• [練習題目 A]:
將清單中從含有「Q: Can you identify where the cherry」的那一行起，到含有「384 252 437 307」的那一行為止（兩行都包括在內）的各行放進一個 Markdown 表格。表格的「序號」欄填行次，「內容」欄填該行文字，空白行不列入。

• [所給文本]:
╭──

講題:〈黎兒如是說〉
時間:2006年4月19日
地點:T108教室(國立台北藝術大學)
整理:misha(黎兒稍加修改)

【開始寫作】

在成為作家之前,我的身分是記者,也曾長期擔任中國時報駐日特派員。在真正的寫作生涯開始之前,曾為一本香港雜誌《九O年代》執筆,在這長達十年的時間裡,我寫了以日本社會百態為主的專欄。那還是記者寫作的延長,沒有將把「我」的概念和體驗放進去,一直到1999年受邀在中國時報的〈三少四壯集〉發表文章,才開始散文的寫作。從第一篇文章〈不倫為文化〉開始,至今訂單源源不絕,每個月都寫相當數量的專欄,其中包括台灣蘋果日報、時報周刊、今周刊、新新聞、香港蘋果日報、OGGI婦女雜誌等,也幫香港壹週刊寫過文章。因此可以說我的寫作生涯,是在非常偶然的機緣中,從稿約開始的。專欄、散文外,小說《棋神物語》也是因為公視的劇本邀約,並由於對「作家」此一自我定位的要求,才先產生了具有完整獨立性的小說作品。

說起來,或許是很被動的,因為有訂單才寫作,最近我也開始覺得,寫專欄會將我個人分割成許多碎片,或許因此喪失寫長篇小說的鬥志,還能寫的長篇或許有限,應該還是好好集中自己的魂魄吧!

╰──

• [所給資料]:

╭──

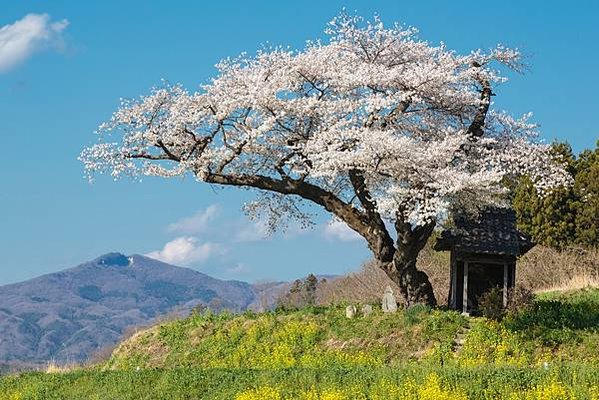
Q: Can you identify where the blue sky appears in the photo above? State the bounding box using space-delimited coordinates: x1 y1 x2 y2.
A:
0 0 599 284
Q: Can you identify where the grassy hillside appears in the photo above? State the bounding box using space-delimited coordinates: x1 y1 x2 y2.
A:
0 289 599 400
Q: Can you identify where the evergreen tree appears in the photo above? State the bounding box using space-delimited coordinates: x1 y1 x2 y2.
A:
512 142 599 248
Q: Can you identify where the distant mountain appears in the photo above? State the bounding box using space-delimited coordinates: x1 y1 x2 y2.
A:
0 253 258 365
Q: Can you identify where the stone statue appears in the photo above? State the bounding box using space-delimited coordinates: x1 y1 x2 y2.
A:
382 286 397 313
345 306 358 318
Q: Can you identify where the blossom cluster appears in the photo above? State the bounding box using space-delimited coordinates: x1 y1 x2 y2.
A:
81 14 568 225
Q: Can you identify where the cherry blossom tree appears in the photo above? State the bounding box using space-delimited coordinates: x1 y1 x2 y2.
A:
81 13 568 305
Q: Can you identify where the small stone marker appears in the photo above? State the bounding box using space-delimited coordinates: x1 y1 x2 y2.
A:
382 286 397 313
345 306 357 318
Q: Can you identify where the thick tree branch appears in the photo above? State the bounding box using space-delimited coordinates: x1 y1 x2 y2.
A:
467 68 493 138
349 169 395 262
204 170 394 262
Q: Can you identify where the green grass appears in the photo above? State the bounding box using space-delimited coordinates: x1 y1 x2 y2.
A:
0 364 599 400
0 289 599 400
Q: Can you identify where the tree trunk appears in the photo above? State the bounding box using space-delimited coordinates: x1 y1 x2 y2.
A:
382 219 437 307
384 252 437 307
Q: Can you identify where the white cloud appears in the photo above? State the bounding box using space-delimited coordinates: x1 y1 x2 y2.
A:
0 14 69 73
323 218 362 242
167 204 220 235
146 236 224 266
227 263 251 275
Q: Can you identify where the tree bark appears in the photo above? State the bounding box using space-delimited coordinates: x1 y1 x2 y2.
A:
381 218 437 307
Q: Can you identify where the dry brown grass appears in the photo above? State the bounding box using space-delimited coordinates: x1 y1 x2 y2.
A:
516 246 599 292
44 360 81 374
317 244 599 305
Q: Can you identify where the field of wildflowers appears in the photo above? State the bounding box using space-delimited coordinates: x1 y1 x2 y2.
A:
0 289 599 400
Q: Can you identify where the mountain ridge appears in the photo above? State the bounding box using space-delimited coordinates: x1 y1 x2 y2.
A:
0 252 273 365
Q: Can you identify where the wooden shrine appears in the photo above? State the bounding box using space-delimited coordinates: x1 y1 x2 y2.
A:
434 207 533 314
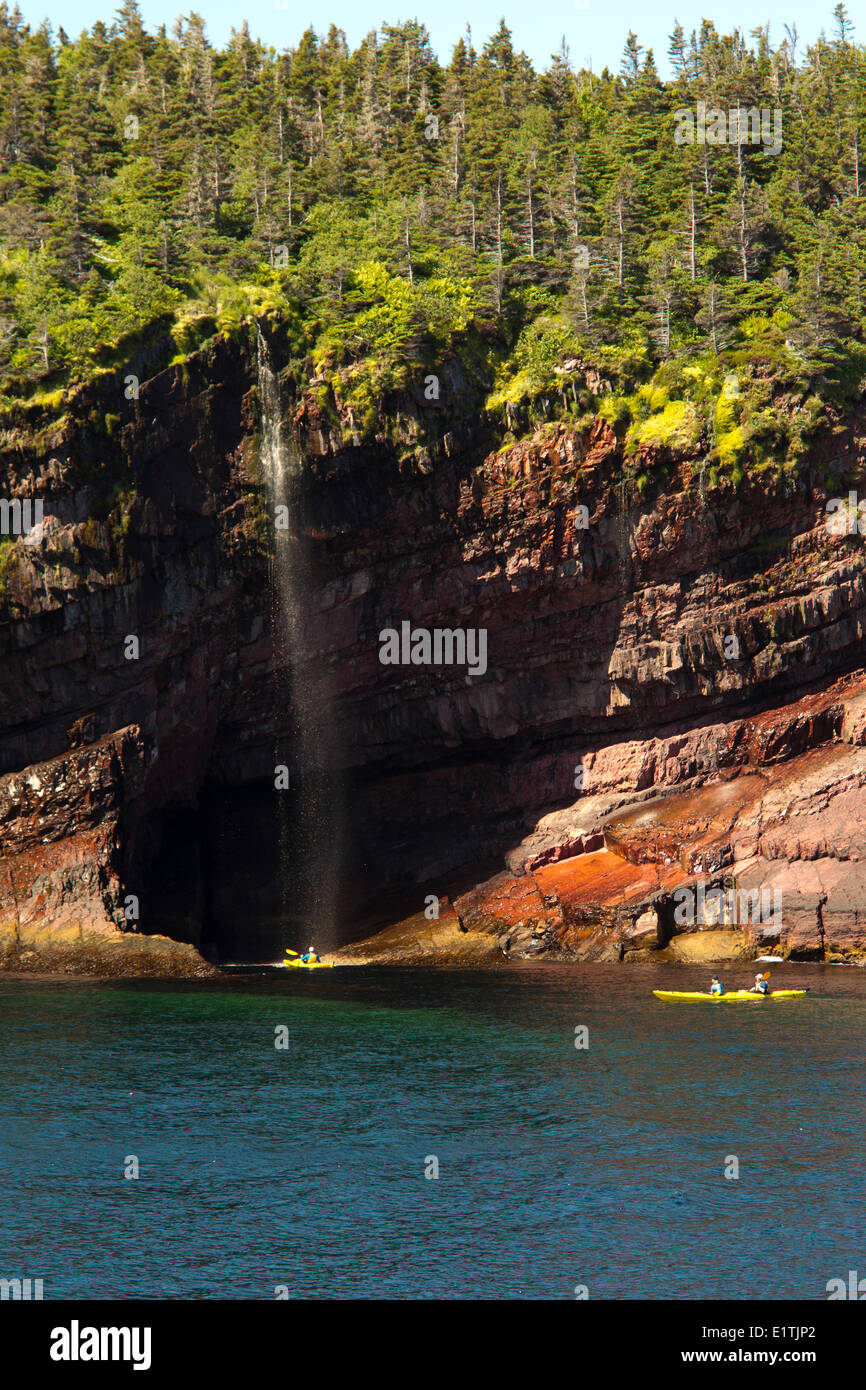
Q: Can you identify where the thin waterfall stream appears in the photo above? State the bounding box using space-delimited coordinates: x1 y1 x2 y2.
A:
257 331 342 948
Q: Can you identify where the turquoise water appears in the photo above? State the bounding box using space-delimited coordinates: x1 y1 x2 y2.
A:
0 965 866 1298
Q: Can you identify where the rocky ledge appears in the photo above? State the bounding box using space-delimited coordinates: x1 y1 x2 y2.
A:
336 671 866 965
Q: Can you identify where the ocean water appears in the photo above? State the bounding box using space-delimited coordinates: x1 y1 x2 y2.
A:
0 963 866 1300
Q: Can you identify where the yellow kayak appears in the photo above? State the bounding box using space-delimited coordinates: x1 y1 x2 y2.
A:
652 990 806 1004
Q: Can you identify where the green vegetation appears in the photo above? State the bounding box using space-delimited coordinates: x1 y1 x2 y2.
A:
0 0 866 485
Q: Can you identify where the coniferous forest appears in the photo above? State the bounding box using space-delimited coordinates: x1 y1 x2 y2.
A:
0 0 866 477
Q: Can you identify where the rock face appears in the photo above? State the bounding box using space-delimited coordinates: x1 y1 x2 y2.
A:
0 325 866 969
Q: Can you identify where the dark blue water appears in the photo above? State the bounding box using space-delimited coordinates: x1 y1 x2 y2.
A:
0 965 866 1298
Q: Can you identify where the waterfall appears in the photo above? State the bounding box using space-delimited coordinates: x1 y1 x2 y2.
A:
257 329 342 948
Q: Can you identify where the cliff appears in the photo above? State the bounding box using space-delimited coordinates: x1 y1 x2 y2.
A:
0 327 866 970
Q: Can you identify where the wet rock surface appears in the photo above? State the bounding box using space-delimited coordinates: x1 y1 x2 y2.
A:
0 330 866 960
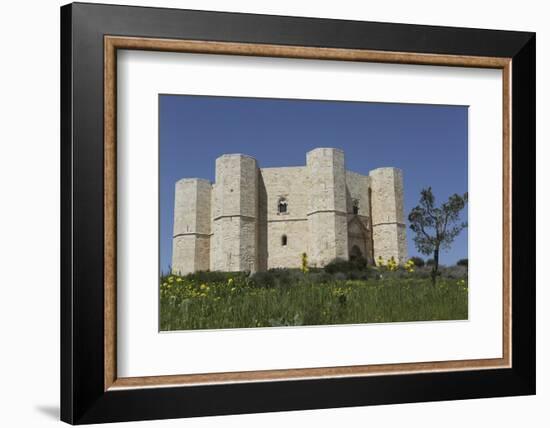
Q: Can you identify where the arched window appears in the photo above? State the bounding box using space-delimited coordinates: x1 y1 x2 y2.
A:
353 199 359 215
277 198 288 214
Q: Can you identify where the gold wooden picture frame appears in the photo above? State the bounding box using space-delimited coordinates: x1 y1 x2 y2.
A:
61 4 536 424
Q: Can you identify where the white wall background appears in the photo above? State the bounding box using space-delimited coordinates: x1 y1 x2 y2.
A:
0 0 550 428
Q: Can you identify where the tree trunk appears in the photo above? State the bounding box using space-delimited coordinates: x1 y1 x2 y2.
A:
432 246 439 286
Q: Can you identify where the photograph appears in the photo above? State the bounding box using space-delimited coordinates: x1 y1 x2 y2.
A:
158 94 469 331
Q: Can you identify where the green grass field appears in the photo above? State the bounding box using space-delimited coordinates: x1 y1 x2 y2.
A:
160 269 468 331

╰──

• [練習題目 B]:
把這篇演講紀錄中從「整理:misha(黎兒稍加修改)」起，到「了具有完整獨立性的小說作品。」為止（含這兩處）的文字一字不差地抄錄下來。

• [完整答案 A]:
| 序號 | 內容 |
|---|---|
| 1 | Q: Can you identify where the cherry blossom tree appears in the photo above? State the bounding box using space-delimited coordinates: x1 y1 x2 y2. |
| 2 | A: |
| 3 | 81 13 568 305 |
| 4 | Q: Can you identify where the small stone marker appears in the photo above? State the bounding box using space-delimited coordinates: x1 y1 x2 y2. |
| 5 | A: |
| 6 | 382 286 397 313 |
| 7 | 345 306 357 318 |
| 8 | Q: Can you identify where the thick tree branch appears in the photo above? State the bounding box using space-delimited coordinates: x1 y1 x2 y2. |
| 9 | A: |
| 10 | 467 68 493 138 |
| 11 | 349 169 395 262 |
| 12 | 204 170 394 262 |
| 13 | Q: Can you identify where the green grass appears in the photo above? State the bounding box using space-delimited coordinates: x1 y1 x2 y2. |
| 14 | A: |
| 15 | 0 364 599 400 |
| 16 | 0 289 599 400 |
| 17 | Q: Can you identify where the tree trunk appears in the photo above? State the bounding box using space-delimited coordinates: x1 y1 x2 y2. |
| 18 | A: |
| 19 | 382 219 437 307 |
| 20 | 384 252 437 307 |

• [完整答案 B]:
整理:misha(黎兒稍加修改)

【開始寫作】

在成為作家之前,我的身分是記者,也曾長期擔任中國時報駐日特派員。在真正的寫作生涯開始之前,曾為一本香港雜誌《九O年代》執筆,在這長達十年的時間裡,我寫了以日本社會百態為主的專欄。那還是記者寫作的延長,沒有將把「我」的概念和體驗放進去,一直到1999年受邀在中國時報的〈三少四壯集〉發表文章,才開始散文的寫作。從第一篇文章〈不倫為文化〉開始,至今訂單源源不絕,每個月都寫相當數量的專欄,其中包括台灣蘋果日報、時報周刊、今周刊、新新聞、香港蘋果日報、OGGI婦女雜誌等,也幫香港壹週刊寫過文章。因此可以說我的寫作生涯,是在非常偶然的機緣中,從稿約開始的。專欄、散文外,小說《棋神物語》也是因為公視的劇本邀約,並由於對「作家」此一自我定位的要求,才先產生了具有完整獨立性的小說作品。